start Supplied passage
Simple: Leave a comment on any of this month’s blog posts.

As long as your comment is a little more thought-out than “Here is my entry comment,” your name will be entered into the pool. Really want to beat out the competition? You can have your name entered up to 5 times by posting a relevant comment on each blog post. Entries will be accepted until 5 p.m. EST on Wednesday, September 7.

Once all entries are in, Bianca will randomly select a winner. Video of her selection process will be posted the evening of September 7.

August Milestone giveaway judge
Bianca insisted on selecting the winner. She’s very persuasive.

With the rules out of the way, enjoy this sneak peek at The Thieves of Traska! And happy commenting!

From The Thieves of Traska

august milestone excerpt

Yo-yo characters: Back and forth in development

While backing up the current draft of The Thieves of Traska, I found the backups for some earlier drafts. I skimmed through, old scenes making me nostalgic and, sometimes, embarrassed. So much of the story and each character has changed. But I was surprised to find places where I’d gone back and forth on my revisions.

Mostly, I can’t seem to decide how friendly I want characters to be with one another. One character in particular, the Messenger, is getting whiplash from his revisions. He has always been mysterious and a little scary. Then I gave him some charming lines and he became a friend to Claire and a trustworthy superior.
end Supplied passage
start Source excerpt
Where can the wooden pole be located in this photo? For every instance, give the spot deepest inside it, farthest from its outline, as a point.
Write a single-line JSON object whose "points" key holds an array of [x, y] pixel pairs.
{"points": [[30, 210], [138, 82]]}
end Source excerpt
Given exercise 1: According to the giveaway blog post, when is the deadline for entries?
Given exercise 2: Carry the blog post on revising The Thieves of Traska further, starting after its final sentence.

Task output 1: 5 p.m. EST on Wednesday, September 7.

Task output 2:
In the fifth draft, he’s changing back to something closer to his original self. It suits his role as Claire’s superior; he is now someone she respects, but doesn’t always like. Their relationship is friendly when they agree, and professional when they don’t.

character quote-the messenger
He also now has the most popular quotes among those I’ve shared on Twitter.

Even though this change means I have to cut some scenes I loved, I think they were still necessary to write. Exploring the Messenger’s personal side and making him a friend to Claire showed me the parts of him that I like. He’s more than just an ominous figure that tends to deliver bad news.

Where did his sense of morality develop? What grey areas make him struggle between duty and desire, and why? I know everything he sacrificed to get to where he is now. Most of that backstory won’t make it back onto the page—at least not in this draft—but all of the Messenger’s actions reflect on it.

The Messenger isn’t the first character to sidetrack me with his personal story. Pages in my notebook hold detailed explorations of how certain characters met. I’ve scribbled some conversations that happen during the events of the book, but never make it to the reader. So many tangent scenes that reveal the depths of certain relationships have been cut.

So why go through all that effort if none of it ends up on the page? Because it all builds character.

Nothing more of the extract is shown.